Entries provided ->
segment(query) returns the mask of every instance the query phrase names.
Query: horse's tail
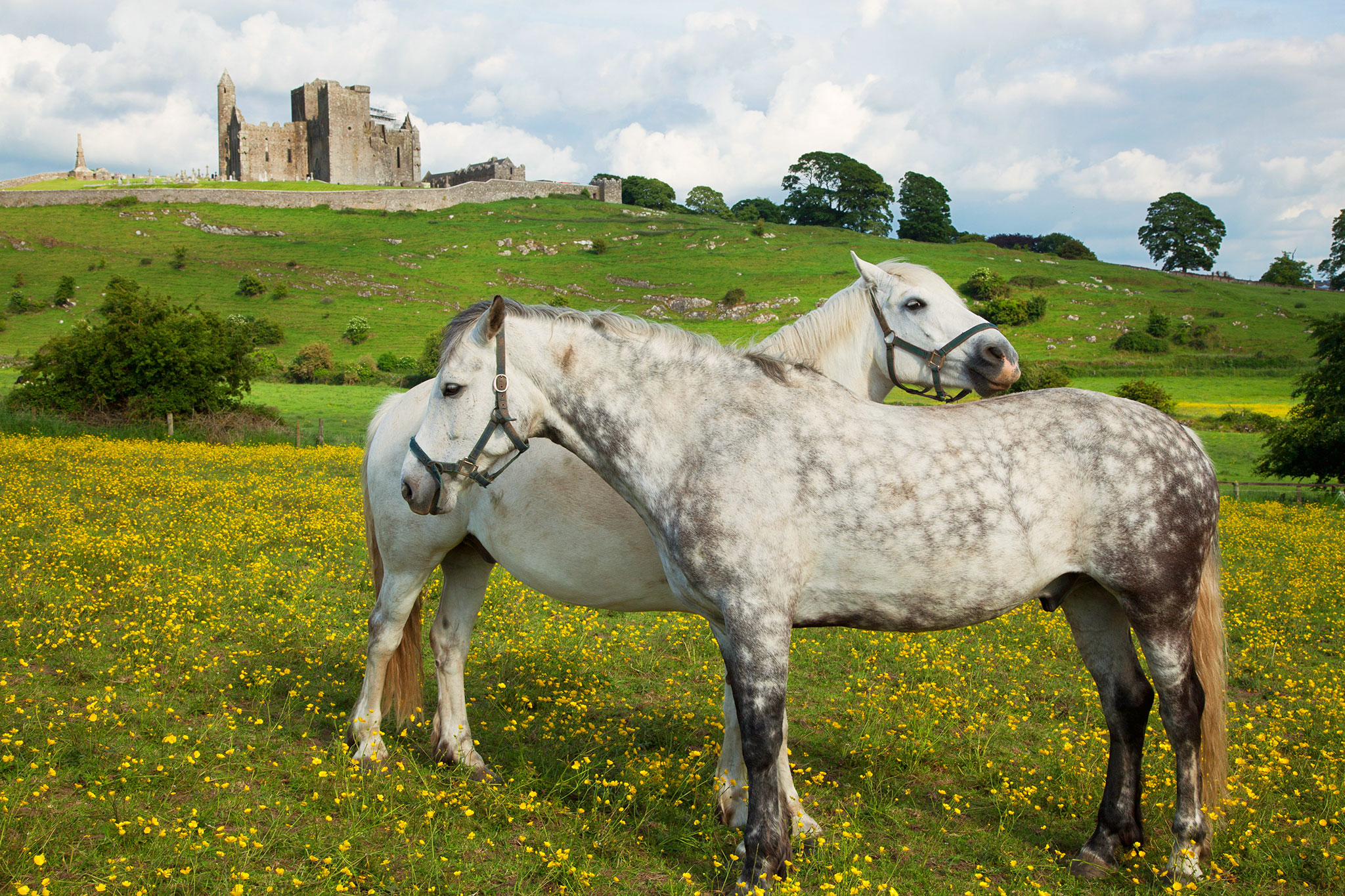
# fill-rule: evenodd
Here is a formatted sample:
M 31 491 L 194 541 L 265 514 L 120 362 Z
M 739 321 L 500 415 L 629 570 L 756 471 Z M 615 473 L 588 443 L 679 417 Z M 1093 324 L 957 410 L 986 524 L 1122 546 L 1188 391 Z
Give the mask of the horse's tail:
M 1227 672 L 1224 668 L 1224 598 L 1219 590 L 1219 531 L 1209 540 L 1209 552 L 1196 591 L 1196 617 L 1190 623 L 1196 676 L 1205 690 L 1205 711 L 1200 716 L 1201 802 L 1219 811 L 1228 785 Z
M 378 532 L 374 524 L 374 506 L 369 500 L 369 447 L 378 433 L 378 426 L 387 416 L 401 395 L 390 395 L 378 406 L 369 420 L 369 430 L 364 435 L 364 457 L 359 465 L 359 485 L 364 493 L 364 545 L 369 548 L 369 571 L 374 576 L 374 595 L 383 590 L 383 555 L 378 549 Z M 412 614 L 406 617 L 406 626 L 402 629 L 402 639 L 393 652 L 393 658 L 387 662 L 387 672 L 383 678 L 383 705 L 393 705 L 397 709 L 397 724 L 405 724 L 421 708 L 421 695 L 424 682 L 421 681 L 421 645 L 420 645 L 420 617 L 421 598 L 416 595 L 416 604 Z

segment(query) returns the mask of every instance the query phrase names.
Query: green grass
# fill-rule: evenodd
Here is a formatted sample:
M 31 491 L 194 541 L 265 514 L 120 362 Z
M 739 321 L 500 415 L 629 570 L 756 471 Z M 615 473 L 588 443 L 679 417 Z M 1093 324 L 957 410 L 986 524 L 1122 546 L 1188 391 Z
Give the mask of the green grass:
M 385 724 L 387 774 L 346 764 L 373 603 L 358 461 L 0 437 L 0 879 L 147 896 L 724 892 L 738 834 L 714 809 L 721 664 L 695 617 L 565 607 L 500 572 L 465 678 L 499 783 L 437 764 L 424 723 Z M 1233 799 L 1202 889 L 1345 888 L 1341 521 L 1224 505 Z M 1107 732 L 1063 614 L 800 630 L 788 700 L 795 780 L 826 840 L 784 892 L 1159 892 L 1173 772 L 1157 711 L 1151 842 L 1124 873 L 1068 875 Z

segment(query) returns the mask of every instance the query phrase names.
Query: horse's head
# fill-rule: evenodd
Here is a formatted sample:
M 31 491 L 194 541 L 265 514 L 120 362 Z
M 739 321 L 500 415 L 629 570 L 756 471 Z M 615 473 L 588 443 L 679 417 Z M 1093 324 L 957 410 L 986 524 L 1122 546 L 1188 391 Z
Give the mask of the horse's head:
M 512 459 L 496 462 L 527 450 L 525 406 L 534 390 L 506 369 L 506 310 L 496 296 L 449 324 L 425 419 L 402 462 L 402 497 L 414 513 L 449 513 L 468 481 L 490 485 Z
M 850 257 L 881 314 L 880 325 L 890 328 L 890 334 L 876 330 L 874 360 L 896 373 L 896 383 L 987 396 L 1018 380 L 1018 352 L 942 277 L 917 265 L 890 274 L 854 253 Z

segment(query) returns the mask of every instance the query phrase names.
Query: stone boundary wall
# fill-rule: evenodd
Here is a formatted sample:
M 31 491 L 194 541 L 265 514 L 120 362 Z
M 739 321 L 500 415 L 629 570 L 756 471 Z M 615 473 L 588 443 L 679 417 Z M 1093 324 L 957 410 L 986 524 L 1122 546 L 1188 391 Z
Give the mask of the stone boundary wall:
M 39 175 L 38 177 L 48 177 Z M 132 189 L 12 189 L 0 192 L 0 208 L 39 206 L 101 206 L 109 199 L 134 196 L 156 204 L 215 203 L 257 208 L 362 208 L 369 211 L 438 211 L 459 203 L 492 203 L 500 199 L 545 199 L 550 193 L 577 196 L 597 193 L 589 184 L 561 184 L 547 180 L 473 180 L 445 189 L 409 187 L 404 189 L 195 189 L 191 187 L 141 187 Z M 607 199 L 620 201 L 620 196 Z
M 28 184 L 35 184 L 39 180 L 55 180 L 56 177 L 65 177 L 70 172 L 67 171 L 48 171 L 43 175 L 28 175 L 27 177 L 11 177 L 9 180 L 0 180 L 0 189 L 5 187 L 27 187 Z

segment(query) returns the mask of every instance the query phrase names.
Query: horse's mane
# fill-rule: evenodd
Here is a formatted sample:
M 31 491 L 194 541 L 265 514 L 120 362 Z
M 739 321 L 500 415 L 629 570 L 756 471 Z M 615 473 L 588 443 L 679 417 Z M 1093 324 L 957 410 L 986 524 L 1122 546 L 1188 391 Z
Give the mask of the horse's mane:
M 878 262 L 878 267 L 911 286 L 947 289 L 944 279 L 924 265 L 889 258 L 885 262 Z M 958 298 L 962 301 L 960 296 Z M 792 324 L 785 324 L 757 343 L 755 348 L 771 355 L 783 355 L 812 363 L 823 348 L 854 332 L 855 316 L 870 317 L 872 314 L 863 289 L 863 278 L 857 278 L 829 298 L 824 305 Z
M 482 314 L 484 314 L 490 306 L 491 304 L 488 301 L 468 305 L 459 312 L 452 321 L 449 321 L 448 326 L 444 329 L 444 343 L 438 355 L 440 364 L 448 359 L 449 353 L 457 347 L 459 343 L 463 341 L 463 337 L 472 329 L 472 326 L 476 325 L 476 321 L 480 320 Z M 682 329 L 681 326 L 647 321 L 642 317 L 627 317 L 625 314 L 601 310 L 580 312 L 570 308 L 554 308 L 551 305 L 523 305 L 512 298 L 506 298 L 504 306 L 512 317 L 569 322 L 578 326 L 588 326 L 619 340 L 648 340 L 656 337 L 660 341 L 671 343 L 675 347 L 685 348 L 691 352 L 726 352 L 737 355 L 748 361 L 752 361 L 757 369 L 779 383 L 788 382 L 788 372 L 791 369 L 816 372 L 808 364 L 783 360 L 776 357 L 772 351 L 767 351 L 757 345 L 748 345 L 745 348 L 722 345 L 713 336 L 693 333 Z

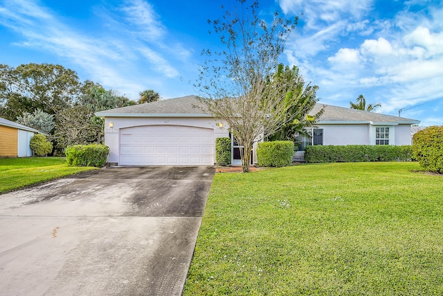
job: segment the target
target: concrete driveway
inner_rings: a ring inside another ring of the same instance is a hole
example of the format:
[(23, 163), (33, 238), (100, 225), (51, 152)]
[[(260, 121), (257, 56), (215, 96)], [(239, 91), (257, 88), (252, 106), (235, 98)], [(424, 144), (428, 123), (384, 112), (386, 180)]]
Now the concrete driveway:
[(0, 294), (181, 295), (214, 172), (116, 167), (0, 195)]

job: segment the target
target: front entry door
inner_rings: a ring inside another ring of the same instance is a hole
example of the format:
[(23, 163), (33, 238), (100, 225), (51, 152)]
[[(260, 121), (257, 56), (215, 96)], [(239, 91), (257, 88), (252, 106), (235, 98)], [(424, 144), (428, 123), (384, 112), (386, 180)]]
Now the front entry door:
[(242, 153), (243, 151), (244, 151), (244, 148), (239, 145), (239, 143), (237, 141), (237, 139), (233, 135), (233, 134), (230, 134), (230, 143), (231, 143), (230, 155), (232, 155), (231, 159), (230, 159), (230, 164), (234, 166), (238, 166), (238, 165), (241, 166), (242, 155), (240, 155), (240, 149), (242, 149), (242, 154), (243, 154)]
[[(244, 152), (244, 147), (242, 146), (240, 146), (238, 142), (237, 141), (237, 139), (235, 139), (235, 137), (233, 135), (233, 134), (229, 134), (230, 137), (230, 143), (231, 143), (231, 148), (230, 148), (230, 155), (231, 155), (231, 159), (230, 159), (230, 164), (233, 166), (241, 166), (242, 165), (242, 155), (243, 155)], [(240, 153), (240, 150), (242, 151), (242, 153)], [(252, 151), (251, 151), (251, 161), (249, 164), (252, 164)]]

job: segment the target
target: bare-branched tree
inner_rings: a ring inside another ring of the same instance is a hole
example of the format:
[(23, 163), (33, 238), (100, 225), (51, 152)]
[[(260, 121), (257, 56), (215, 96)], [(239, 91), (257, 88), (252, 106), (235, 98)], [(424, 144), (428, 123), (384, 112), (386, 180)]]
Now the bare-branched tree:
[(292, 120), (287, 111), (294, 96), (287, 90), (298, 81), (282, 71), (275, 75), (278, 58), (298, 19), (273, 15), (269, 23), (258, 16), (258, 3), (237, 0), (221, 19), (208, 21), (224, 47), (205, 50), (197, 87), (207, 112), (226, 122), (239, 145), (244, 172), (249, 171), (253, 143), (272, 134)]

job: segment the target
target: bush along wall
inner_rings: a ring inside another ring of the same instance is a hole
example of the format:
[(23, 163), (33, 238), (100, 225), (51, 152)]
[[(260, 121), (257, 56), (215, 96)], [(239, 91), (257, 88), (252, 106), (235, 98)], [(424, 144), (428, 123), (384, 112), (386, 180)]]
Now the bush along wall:
[(293, 156), (293, 142), (291, 141), (262, 142), (257, 147), (257, 160), (260, 166), (286, 166), (291, 164)]
[(68, 164), (75, 166), (96, 166), (106, 164), (109, 147), (102, 144), (74, 145), (66, 149)]
[(426, 171), (443, 173), (443, 125), (430, 126), (413, 138), (414, 157)]
[(230, 139), (228, 137), (215, 139), (215, 163), (219, 166), (230, 164)]
[(413, 157), (410, 145), (310, 146), (306, 147), (307, 162), (406, 162)]

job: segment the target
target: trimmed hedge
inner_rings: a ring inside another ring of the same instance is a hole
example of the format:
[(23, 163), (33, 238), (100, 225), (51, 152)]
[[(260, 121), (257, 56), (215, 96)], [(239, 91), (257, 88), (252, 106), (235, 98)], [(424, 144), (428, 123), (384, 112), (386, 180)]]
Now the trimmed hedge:
[(307, 162), (406, 162), (413, 157), (409, 145), (309, 146), (305, 151)]
[(273, 141), (258, 143), (257, 160), (260, 166), (280, 168), (291, 164), (293, 156), (293, 142)]
[(415, 133), (413, 150), (420, 166), (431, 172), (443, 173), (443, 125), (430, 126)]
[(96, 166), (106, 164), (109, 147), (102, 144), (74, 145), (66, 149), (66, 161), (70, 166)]
[(53, 143), (51, 143), (46, 136), (42, 134), (34, 134), (29, 141), (29, 148), (37, 156), (45, 156), (53, 150)]
[(219, 166), (230, 164), (230, 139), (228, 137), (215, 139), (215, 163)]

Task details ->
Copy out every line of the entries without alteration, beginning with the first line and ending with the line that contains "M 385 724 L", both included. Omit the pictures from your copy.

Exercise result ->
segment(query) returns the mask of every instance the query phrase names.
Query: horse's tail
# fill-rule: evenodd
Here is a formatted sample:
M 31 491 L 194 541 L 265 514 L 120 362 Z
M 739 321 L 500 415 L 629 570 L 756 471 Z M 615 473 L 588 443 L 679 417 Z M 1093 324 L 957 410 L 986 524 L 1122 546 L 1188 391 Z
Give the mask of the horse's tail:
M 1227 672 L 1224 668 L 1224 598 L 1219 590 L 1219 531 L 1209 540 L 1209 552 L 1196 591 L 1196 617 L 1190 623 L 1196 676 L 1205 690 L 1205 711 L 1200 716 L 1201 802 L 1219 811 L 1228 785 Z
M 378 532 L 374 524 L 374 506 L 369 500 L 369 447 L 378 433 L 378 426 L 387 416 L 401 395 L 390 395 L 378 406 L 369 420 L 369 430 L 364 435 L 364 457 L 359 465 L 359 485 L 364 493 L 364 545 L 369 548 L 369 571 L 374 576 L 374 595 L 383 590 L 383 555 L 378 549 Z M 412 614 L 406 617 L 406 626 L 402 629 L 402 639 L 393 652 L 393 658 L 387 662 L 387 672 L 383 678 L 383 705 L 393 705 L 397 709 L 397 724 L 405 724 L 421 708 L 421 695 L 424 682 L 421 681 L 421 645 L 420 645 L 420 617 L 421 598 L 416 595 L 416 604 Z

segment(query) returns the mask of every instance the query phrase names.
Query: green grass
# fill-rule: evenodd
Here is a formatted sample:
M 31 491 L 194 541 L 265 514 L 120 362 Z
M 739 321 L 500 415 L 629 570 L 756 471 Z M 615 473 L 588 443 L 679 417 Z M 1093 324 L 957 410 L 986 524 L 1122 546 L 1188 391 Z
Give the mask of the green grass:
M 385 724 L 387 774 L 346 764 L 373 603 L 358 461 L 0 437 L 0 879 L 147 896 L 724 892 L 738 834 L 714 809 L 721 664 L 695 617 L 565 607 L 500 572 L 465 678 L 499 783 L 437 764 L 424 723 Z M 1233 799 L 1202 889 L 1345 888 L 1341 521 L 1224 505 Z M 1107 732 L 1063 614 L 800 630 L 788 700 L 795 780 L 826 840 L 784 892 L 1159 892 L 1173 772 L 1157 711 L 1151 842 L 1124 873 L 1068 875 Z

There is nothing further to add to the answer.